→ Instructions to follow
Nothing but the lines from the one containing "Detect car shadow" through the end of the entries should be set down, each exactly as written.

→ Task data

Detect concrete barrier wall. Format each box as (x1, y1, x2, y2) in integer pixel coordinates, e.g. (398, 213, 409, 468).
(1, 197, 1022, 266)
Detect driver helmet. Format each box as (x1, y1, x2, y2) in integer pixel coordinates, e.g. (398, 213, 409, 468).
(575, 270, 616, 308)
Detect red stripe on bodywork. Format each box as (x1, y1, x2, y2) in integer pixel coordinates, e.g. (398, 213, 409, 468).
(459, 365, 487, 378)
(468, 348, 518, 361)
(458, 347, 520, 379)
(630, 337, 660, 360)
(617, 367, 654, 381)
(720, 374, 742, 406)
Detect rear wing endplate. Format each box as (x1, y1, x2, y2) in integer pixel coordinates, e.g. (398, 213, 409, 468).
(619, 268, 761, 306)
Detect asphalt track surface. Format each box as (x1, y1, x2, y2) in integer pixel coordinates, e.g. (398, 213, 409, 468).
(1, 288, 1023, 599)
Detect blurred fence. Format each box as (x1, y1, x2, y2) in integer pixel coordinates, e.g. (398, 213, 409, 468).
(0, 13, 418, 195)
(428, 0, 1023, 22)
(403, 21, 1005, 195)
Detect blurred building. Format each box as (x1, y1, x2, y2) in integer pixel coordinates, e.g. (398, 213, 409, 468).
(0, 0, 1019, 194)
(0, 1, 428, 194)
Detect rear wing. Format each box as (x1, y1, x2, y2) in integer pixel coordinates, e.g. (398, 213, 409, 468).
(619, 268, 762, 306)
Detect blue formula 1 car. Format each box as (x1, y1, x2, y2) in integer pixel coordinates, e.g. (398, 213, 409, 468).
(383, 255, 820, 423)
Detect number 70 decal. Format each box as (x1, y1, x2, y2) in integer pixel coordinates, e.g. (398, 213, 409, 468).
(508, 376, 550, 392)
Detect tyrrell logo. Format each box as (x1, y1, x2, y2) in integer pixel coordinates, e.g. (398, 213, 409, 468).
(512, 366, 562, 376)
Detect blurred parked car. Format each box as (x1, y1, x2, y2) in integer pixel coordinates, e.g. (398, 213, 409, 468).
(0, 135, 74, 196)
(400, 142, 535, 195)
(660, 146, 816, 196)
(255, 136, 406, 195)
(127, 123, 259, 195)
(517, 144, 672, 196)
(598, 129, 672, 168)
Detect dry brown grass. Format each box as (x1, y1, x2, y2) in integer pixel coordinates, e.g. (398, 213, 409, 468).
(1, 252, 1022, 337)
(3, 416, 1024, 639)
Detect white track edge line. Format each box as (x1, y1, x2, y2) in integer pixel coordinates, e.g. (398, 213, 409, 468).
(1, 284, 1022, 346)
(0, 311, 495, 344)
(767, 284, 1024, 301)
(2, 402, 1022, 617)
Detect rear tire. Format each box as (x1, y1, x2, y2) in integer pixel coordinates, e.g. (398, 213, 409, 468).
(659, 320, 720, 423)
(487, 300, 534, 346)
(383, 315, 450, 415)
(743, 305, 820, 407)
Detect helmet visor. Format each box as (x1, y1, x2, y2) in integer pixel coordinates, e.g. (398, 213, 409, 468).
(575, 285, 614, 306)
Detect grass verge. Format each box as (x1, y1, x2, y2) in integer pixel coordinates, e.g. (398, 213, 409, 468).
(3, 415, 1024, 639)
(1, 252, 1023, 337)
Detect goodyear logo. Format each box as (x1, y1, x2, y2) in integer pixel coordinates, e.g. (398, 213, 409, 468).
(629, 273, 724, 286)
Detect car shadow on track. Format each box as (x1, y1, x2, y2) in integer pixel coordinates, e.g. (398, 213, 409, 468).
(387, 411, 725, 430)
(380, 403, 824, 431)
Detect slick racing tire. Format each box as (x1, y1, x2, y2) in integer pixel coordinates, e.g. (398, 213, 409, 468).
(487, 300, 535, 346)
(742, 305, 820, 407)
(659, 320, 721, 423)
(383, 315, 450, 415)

→ Task output
Detect car shadow on track. Format each box as (x1, y1, x2, y2) in integer pixel coordinates, e.g. (398, 213, 409, 468).
(387, 411, 725, 430)
(380, 403, 824, 431)
Detect slick racing tire. Format each box as (x1, y1, x2, y2) in integer pixel coordinates, e.g. (398, 213, 409, 468).
(487, 300, 535, 346)
(742, 305, 820, 407)
(659, 320, 721, 423)
(383, 315, 450, 415)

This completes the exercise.